The Function of the Retinal Pigment Epithelium


Introduction

The retinal pigment epithelium (RPE) is a monolayer of pigmented cells located between the light-sensitive photoreceptor outer segments and the fenestrated endothelium of the choriocapillaris. On both sides, specialized extracellular matrices enable a close interaction of the RPE with its adjacent tissues. On the basolateral side the multilayered Bruch's membrane combines barrier function and selective transport matrix as part of the blood–retina barrier. On the apical side of the RPE, the interphotoreceptor matrix provides an interface for interaction between the photoreceptor outer segments and the RPE. In this interaction, the RPE forms a functional unit with the photoreceptors ( Fig. 13.1 ). In humans, every RPE cell is in interaction with a mean of 23 photoreceptors. The formation of that functional unit is already of importance during the embryonic development. The RPE and the neuronal retina depend on each other in the process of differentiation and maturation. Mutations in genes expressed in the RPE can lead to primary photoreceptor degeneration and mutations in genes expressed in photoreceptors can lead to primary RPE degenerations. In this functional unit the RPE fulfills a multitude of tasks which are essential for visual function. The failure of one of these functions leads to retinal degeneration.

····················

**WHAT YOU NEED TO DO**:
A. Answer these questions from the passage on the retinal pigment epithelium:
(i) With how many photoreceptors, on average, does each RPE cell interact in humans?
(ii) Which matrix lies on the apical side of the RPE?
(iii) What does the failure of one of the RPE's functions lead to?
B. Which structures does the passage on the retinal pigment epithelium name as lying next to the RPE, on its apical or basolateral side?
C. What might come next in the passage on the retinal pigment epithelium? Continue it from its final sentence.
The lines that follow have no connection to the passage on the retinal pigment epithelium.

**DATA PROVIDED**:
····················

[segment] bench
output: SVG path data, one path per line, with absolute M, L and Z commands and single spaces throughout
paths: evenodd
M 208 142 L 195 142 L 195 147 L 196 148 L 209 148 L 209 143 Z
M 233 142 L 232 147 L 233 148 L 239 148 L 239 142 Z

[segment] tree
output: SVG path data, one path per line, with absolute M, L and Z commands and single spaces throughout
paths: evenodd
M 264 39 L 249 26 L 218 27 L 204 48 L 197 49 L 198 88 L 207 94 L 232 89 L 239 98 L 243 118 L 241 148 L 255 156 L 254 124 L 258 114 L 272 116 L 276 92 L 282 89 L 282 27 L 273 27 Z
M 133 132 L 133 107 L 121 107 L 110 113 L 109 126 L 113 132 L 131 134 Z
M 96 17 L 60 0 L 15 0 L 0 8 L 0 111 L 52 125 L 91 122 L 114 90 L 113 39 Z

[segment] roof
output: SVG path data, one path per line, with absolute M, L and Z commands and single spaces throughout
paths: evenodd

····················

**EXERCISE RESULTS**:
A.
(i) A mean of 23 photoreceptors.
(ii) The interphotoreceptor matrix.
(iii) Retinal degeneration.

B.
- Photoreceptor outer segments
- Fenestrated endothelium of the choriocapillaris
- Bruch's membrane
- Interphotoreceptor matrix

C.
Figure 13.1, Summary of the different functions of the RPE by which a functional unit between photoreceptors is formed.

Absorption of light

As a pigmented layer of cells the RPE covers the inner wall of the bulbus and absorbs scattered light to improve the optical quality. In the human eye light is focused by a lens onto the macula. This represents a high density of energy which is absorbed by the melanin granula of the RPE leading to an increase in the temperature of the RPE choroid complex. The heat is transported away by the bloodstream in the choriocapillaris. However, this functional arrangement bears the danger of photo-oxidative damage. , The relative blood perfusion of the choriocapillaris is higher than that of the kidney. , However, only small amounts of oxygen are extracted by the adjacent tissues and venous blood from the choroid still shows an oxygen saturation of more than 90 percent. Thus, there is an overflow of oxygen in combination with a large density of light energy. This leads to a large production of reactive oxygen species. The RPE is protected by various lines of defense against this intoxication: melanin of the melanosomes and the carotenoids lutein and zeaxanthin absorb light energy, ascorbate, α-tocopherol and β-carotene, and glutathione are non-enzymatic antioxidants and melanin itself can function as an anti-oxidant. This is supplemented by the cell's natural ability to repair damaged DNA, lipids and proteins.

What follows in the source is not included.